■ **DIRECTIONS FOR THIS TASK**
Pick out each line of the items below that contains the word "white" and copy it.

■ **TASK INPUT**
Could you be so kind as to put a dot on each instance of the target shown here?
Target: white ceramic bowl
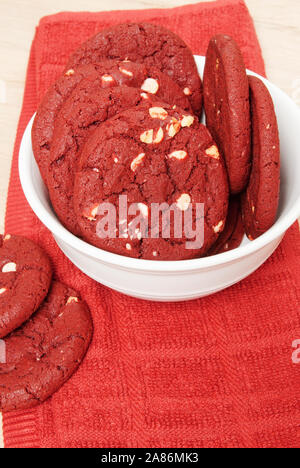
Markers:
(180, 280)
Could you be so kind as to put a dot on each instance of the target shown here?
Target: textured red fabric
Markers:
(216, 372)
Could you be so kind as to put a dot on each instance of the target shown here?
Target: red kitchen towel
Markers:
(215, 372)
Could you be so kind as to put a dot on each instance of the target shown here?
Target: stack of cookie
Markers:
(45, 328)
(123, 119)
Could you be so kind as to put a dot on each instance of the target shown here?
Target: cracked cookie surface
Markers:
(150, 44)
(108, 73)
(151, 154)
(25, 276)
(226, 103)
(260, 201)
(44, 353)
(86, 108)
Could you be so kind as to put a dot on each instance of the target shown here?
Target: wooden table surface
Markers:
(277, 24)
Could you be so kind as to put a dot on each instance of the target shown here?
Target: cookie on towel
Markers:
(25, 276)
(44, 353)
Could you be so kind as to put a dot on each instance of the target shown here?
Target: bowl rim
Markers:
(155, 266)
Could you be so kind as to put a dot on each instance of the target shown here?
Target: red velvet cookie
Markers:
(146, 43)
(233, 233)
(153, 155)
(83, 111)
(260, 201)
(44, 353)
(108, 74)
(25, 276)
(226, 102)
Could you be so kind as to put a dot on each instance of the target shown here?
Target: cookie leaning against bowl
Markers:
(44, 353)
(108, 74)
(150, 44)
(226, 103)
(25, 276)
(233, 233)
(260, 201)
(154, 155)
(86, 108)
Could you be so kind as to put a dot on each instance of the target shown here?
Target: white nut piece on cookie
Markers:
(158, 113)
(150, 85)
(125, 71)
(107, 78)
(218, 227)
(187, 120)
(213, 152)
(183, 202)
(70, 72)
(9, 267)
(72, 299)
(187, 91)
(180, 155)
(137, 161)
(173, 127)
(147, 137)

■ **TASK OUTPUT**
Target: white ceramic bowl
Target: white nut piece on cookie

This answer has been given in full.